Sur la gestion des incendies.
La Direction générale a présenté les cas d’incendie que la CAMEG a connus, les causes ont été révélées suite aux expertises de la police scientifique à savoir un dysfonctionnement électrique et une inflammation d’origine chimique.
Les actions entreprises par la CAMEG pour la gestion desdits incendies se résument comme suit :
Les enquêtes de police et d’expertises indépendants dont les rapports sont disponibles, l’audit du système électrique et du système de sécurité incendie, la mise en œuvre des recommandations en cours, les travaux de modernisation du système de sécurité incendie sur tous les sites avec l’extinction automatique sur certains sites sensibles, la signature d’une convention avec la BNSP, la formation et la sensibilisation du personnel, le renforcement de la surveillance par les CSST (Comité Santé, Sécurité au Travail).

+ + + + + + +

- _CONSIGNES_:
A) Selon le passage sur la gestion des incendies, quelles causes les expertises de la police scientifique ont-elles révélées ?
B) Rédigez, s'il vous plaît, la suite du passage sur la gestion des incendies, en reprenant après sa dernière phrase.

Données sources
+ + + + + + +

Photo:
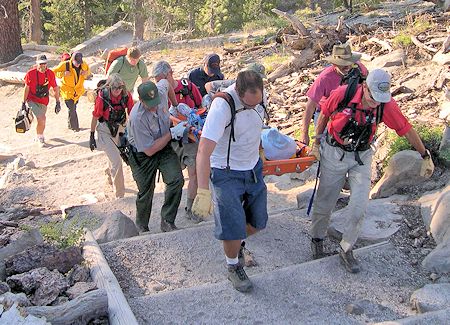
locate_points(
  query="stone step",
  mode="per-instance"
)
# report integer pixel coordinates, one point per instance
(315, 292)
(190, 257)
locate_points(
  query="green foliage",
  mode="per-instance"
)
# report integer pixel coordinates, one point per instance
(402, 40)
(63, 234)
(431, 138)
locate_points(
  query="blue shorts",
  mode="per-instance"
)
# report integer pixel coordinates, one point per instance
(239, 197)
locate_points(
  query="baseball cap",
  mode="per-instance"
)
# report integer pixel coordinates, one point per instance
(213, 62)
(148, 93)
(379, 83)
(77, 57)
(258, 68)
(41, 59)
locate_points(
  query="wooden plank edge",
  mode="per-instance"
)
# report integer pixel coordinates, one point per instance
(119, 311)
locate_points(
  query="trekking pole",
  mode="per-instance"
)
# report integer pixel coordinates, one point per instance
(311, 200)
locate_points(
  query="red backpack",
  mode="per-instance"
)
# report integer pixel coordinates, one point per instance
(113, 55)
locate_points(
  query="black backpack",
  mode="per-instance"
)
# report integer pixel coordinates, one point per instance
(229, 99)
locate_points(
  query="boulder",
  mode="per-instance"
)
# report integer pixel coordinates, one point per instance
(382, 220)
(403, 170)
(395, 58)
(79, 273)
(44, 285)
(44, 255)
(23, 242)
(117, 226)
(435, 207)
(438, 261)
(431, 297)
(80, 288)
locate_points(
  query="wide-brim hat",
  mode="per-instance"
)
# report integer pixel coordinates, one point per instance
(342, 55)
(277, 145)
(148, 94)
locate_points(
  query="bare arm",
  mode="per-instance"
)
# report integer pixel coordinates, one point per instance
(26, 91)
(205, 149)
(158, 144)
(414, 139)
(307, 116)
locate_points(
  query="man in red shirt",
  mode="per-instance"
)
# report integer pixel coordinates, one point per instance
(38, 80)
(347, 150)
(342, 60)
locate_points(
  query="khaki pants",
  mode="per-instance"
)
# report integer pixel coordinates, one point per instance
(107, 143)
(332, 177)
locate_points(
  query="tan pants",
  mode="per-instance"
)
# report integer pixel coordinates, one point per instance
(106, 143)
(332, 177)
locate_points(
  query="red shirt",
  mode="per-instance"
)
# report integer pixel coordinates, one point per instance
(32, 79)
(327, 81)
(100, 112)
(187, 99)
(392, 116)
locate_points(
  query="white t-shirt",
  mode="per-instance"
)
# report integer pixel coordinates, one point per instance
(244, 153)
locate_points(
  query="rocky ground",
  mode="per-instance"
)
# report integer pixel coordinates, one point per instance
(67, 179)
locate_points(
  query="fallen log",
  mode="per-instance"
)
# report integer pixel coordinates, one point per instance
(119, 312)
(295, 22)
(81, 310)
(296, 63)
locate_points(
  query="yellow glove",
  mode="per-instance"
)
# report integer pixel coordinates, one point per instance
(202, 206)
(427, 168)
(315, 151)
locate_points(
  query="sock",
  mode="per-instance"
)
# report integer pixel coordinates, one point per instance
(189, 203)
(232, 261)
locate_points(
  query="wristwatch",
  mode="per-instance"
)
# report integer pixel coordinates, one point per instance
(426, 154)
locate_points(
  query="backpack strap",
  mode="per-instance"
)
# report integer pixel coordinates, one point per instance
(229, 99)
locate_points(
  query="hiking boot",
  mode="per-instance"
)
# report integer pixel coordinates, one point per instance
(246, 257)
(192, 216)
(167, 226)
(239, 278)
(349, 261)
(317, 248)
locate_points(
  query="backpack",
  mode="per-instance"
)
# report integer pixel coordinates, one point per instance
(23, 120)
(230, 101)
(186, 90)
(116, 117)
(114, 55)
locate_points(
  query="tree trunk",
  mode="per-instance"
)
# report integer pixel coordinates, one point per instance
(138, 33)
(10, 46)
(35, 22)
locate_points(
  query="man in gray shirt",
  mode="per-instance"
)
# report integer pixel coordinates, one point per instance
(149, 134)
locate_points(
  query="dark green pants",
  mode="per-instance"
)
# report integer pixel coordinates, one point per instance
(144, 170)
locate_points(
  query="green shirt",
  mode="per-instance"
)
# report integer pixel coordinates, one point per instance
(128, 72)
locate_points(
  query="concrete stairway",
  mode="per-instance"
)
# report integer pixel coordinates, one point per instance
(180, 278)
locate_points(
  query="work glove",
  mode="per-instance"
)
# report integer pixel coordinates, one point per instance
(57, 107)
(92, 143)
(177, 131)
(202, 205)
(173, 111)
(427, 168)
(315, 151)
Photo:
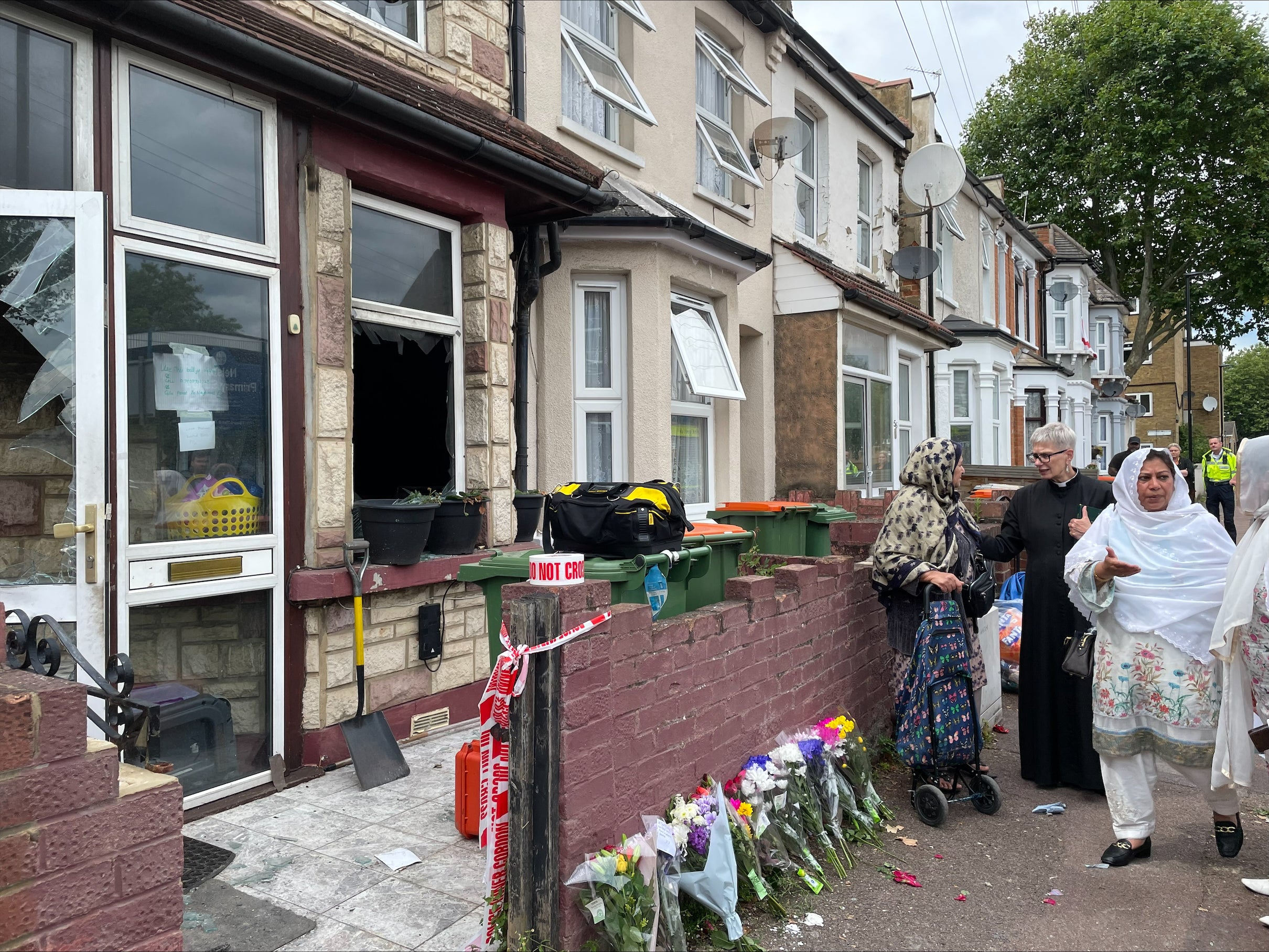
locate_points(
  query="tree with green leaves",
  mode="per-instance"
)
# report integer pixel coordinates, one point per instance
(1143, 128)
(1246, 390)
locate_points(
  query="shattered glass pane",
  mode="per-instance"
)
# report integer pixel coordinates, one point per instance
(37, 396)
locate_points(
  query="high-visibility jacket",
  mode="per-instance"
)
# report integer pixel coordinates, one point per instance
(1220, 468)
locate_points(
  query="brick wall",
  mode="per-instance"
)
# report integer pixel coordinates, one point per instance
(91, 851)
(649, 707)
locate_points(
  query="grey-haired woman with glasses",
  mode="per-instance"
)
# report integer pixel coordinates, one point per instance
(1055, 710)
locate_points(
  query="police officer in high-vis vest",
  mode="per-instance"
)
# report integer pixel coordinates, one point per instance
(1220, 475)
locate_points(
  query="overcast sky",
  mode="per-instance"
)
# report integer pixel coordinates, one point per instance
(969, 42)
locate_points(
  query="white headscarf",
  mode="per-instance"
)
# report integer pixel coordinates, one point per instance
(1183, 554)
(1234, 754)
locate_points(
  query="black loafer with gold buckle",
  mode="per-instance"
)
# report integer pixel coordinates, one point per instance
(1229, 837)
(1122, 852)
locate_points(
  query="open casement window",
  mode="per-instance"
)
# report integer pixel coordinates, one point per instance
(703, 350)
(729, 67)
(406, 350)
(594, 58)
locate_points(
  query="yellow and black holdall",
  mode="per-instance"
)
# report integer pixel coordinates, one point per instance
(615, 520)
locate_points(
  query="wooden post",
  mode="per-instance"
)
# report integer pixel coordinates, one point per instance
(533, 784)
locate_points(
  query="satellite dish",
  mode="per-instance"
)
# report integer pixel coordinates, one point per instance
(916, 262)
(1061, 291)
(781, 137)
(933, 174)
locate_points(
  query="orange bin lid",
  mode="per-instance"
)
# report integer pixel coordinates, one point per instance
(712, 528)
(777, 507)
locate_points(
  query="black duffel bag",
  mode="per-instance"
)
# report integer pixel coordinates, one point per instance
(615, 520)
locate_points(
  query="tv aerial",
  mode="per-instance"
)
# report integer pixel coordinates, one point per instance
(781, 139)
(916, 262)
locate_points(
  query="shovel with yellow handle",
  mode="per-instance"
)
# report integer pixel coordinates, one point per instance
(376, 753)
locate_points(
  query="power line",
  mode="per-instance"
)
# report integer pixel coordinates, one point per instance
(957, 50)
(943, 69)
(919, 64)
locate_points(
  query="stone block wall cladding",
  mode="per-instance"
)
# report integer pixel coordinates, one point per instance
(91, 850)
(463, 42)
(488, 288)
(394, 673)
(702, 692)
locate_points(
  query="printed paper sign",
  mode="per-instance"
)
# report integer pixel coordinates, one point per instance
(189, 381)
(197, 435)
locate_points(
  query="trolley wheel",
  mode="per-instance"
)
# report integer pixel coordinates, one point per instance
(989, 796)
(931, 804)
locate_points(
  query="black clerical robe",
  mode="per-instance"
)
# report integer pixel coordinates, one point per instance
(1055, 710)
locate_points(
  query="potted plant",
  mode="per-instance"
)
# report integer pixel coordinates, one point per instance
(528, 512)
(457, 526)
(397, 529)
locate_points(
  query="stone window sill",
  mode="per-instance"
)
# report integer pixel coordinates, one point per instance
(322, 585)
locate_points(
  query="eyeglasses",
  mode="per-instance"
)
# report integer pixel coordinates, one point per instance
(1044, 457)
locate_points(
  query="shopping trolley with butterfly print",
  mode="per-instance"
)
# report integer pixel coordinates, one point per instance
(937, 727)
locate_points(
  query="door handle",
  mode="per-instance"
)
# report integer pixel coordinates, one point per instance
(69, 529)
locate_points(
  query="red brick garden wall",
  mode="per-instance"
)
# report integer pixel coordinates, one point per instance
(91, 851)
(649, 707)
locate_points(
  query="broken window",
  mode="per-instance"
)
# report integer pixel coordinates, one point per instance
(406, 389)
(37, 399)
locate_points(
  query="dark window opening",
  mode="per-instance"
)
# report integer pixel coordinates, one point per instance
(403, 412)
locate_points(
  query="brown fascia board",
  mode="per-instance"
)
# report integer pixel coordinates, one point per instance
(769, 17)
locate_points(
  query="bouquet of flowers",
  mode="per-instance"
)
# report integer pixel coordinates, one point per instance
(670, 921)
(618, 890)
(780, 836)
(824, 786)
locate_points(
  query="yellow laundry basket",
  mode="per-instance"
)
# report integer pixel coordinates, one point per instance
(212, 516)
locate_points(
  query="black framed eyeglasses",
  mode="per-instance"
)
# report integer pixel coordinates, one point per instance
(1044, 457)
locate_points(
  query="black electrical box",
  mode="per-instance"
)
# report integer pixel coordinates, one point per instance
(429, 633)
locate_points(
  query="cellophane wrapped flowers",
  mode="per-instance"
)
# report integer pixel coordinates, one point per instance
(618, 891)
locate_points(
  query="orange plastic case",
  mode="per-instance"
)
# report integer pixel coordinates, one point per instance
(467, 788)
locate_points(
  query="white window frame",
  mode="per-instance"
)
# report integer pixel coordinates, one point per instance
(611, 399)
(730, 68)
(82, 85)
(809, 179)
(177, 549)
(429, 321)
(706, 309)
(126, 58)
(865, 215)
(573, 35)
(421, 20)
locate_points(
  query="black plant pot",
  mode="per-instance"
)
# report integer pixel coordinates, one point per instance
(528, 513)
(456, 528)
(397, 534)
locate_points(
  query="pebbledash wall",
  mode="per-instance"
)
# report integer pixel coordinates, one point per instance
(649, 707)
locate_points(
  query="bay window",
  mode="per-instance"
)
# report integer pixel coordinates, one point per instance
(599, 380)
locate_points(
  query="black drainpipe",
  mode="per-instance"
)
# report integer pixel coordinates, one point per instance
(518, 70)
(530, 272)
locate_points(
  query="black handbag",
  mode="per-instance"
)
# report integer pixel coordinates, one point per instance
(980, 592)
(1078, 661)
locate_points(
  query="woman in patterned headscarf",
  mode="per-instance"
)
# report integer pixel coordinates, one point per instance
(927, 536)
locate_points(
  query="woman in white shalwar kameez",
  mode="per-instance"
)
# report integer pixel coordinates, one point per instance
(1150, 573)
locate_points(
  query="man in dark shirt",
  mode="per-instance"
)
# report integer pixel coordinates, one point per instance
(1183, 466)
(1117, 460)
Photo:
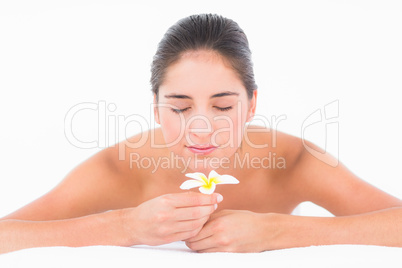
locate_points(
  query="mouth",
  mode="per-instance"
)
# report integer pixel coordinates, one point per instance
(202, 149)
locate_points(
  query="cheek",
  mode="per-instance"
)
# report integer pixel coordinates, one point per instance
(229, 131)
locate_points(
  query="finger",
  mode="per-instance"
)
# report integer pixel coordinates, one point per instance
(191, 199)
(205, 233)
(182, 236)
(191, 213)
(201, 245)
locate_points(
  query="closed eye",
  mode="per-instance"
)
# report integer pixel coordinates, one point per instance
(179, 111)
(223, 109)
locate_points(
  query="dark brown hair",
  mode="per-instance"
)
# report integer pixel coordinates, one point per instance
(204, 31)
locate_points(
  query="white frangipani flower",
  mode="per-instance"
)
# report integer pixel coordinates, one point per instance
(207, 185)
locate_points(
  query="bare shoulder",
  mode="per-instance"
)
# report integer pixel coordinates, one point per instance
(270, 142)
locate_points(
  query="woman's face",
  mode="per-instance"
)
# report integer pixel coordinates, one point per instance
(202, 110)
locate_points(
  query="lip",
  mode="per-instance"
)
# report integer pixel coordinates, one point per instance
(202, 149)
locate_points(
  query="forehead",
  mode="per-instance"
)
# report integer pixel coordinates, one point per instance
(201, 72)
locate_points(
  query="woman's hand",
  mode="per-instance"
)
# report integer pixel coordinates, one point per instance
(169, 218)
(234, 231)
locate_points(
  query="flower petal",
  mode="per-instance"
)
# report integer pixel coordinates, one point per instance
(197, 176)
(226, 179)
(191, 184)
(213, 174)
(208, 190)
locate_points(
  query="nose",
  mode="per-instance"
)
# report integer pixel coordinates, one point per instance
(199, 128)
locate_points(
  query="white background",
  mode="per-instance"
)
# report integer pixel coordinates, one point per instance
(307, 54)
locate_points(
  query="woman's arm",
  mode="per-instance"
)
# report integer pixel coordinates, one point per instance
(97, 229)
(94, 205)
(161, 220)
(383, 228)
(245, 231)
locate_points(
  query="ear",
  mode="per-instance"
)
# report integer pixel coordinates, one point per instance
(156, 110)
(253, 106)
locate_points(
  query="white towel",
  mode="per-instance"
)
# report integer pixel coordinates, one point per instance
(178, 255)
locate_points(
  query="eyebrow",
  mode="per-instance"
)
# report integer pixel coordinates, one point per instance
(222, 94)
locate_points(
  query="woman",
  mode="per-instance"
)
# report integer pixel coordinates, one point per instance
(204, 94)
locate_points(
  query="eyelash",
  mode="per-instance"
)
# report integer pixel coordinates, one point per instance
(224, 109)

+ + + + + + +

- _RÉSULTATS ATTENDUS_:
A) Un dysfonctionnement électrique et une inflammation d'origine chimique.

B)
Au terme des échanges, la délégation de l’UAS a remercié la Direction générale pour les explications qu’elle lui a fournies sur ses préoccupations. Elle a tenu a précisé que sa démarche ne vise pas à nier que des efforts sont faits par la CAMEG. Elle a indiqué que son intérêt pour la CAMEG ne se fonde pas uniquement sur le besoin de défendre les travailleurs mais aussi sur l’important rôle de la CAMEG dans la santé des populations. Elle dit qu’elle a pris note des différentes informations que lui a communiquées la Direction de la CAMEG et qu’elle allait les confronter et au besoin revenir pour poursuivre les échanges.
La Direction générale de la CAMEG a déploré une fois encore que ces échanges interviennent après que l’UAS ait adressé une lettre de dénonciation de sa gestion au Premier Ministre, discréditant ainsi un travail de longue haleine visant à faire de la CAMEG une institution forte, incontournable du système de santé et ancrée dans sa mission première, rendre accessibles aux populations, des intrants de qualité. Certes, le travail n’est pas parfait, mais la Direction générale est disposée à recevoir des critiques constructives pour son amélioration.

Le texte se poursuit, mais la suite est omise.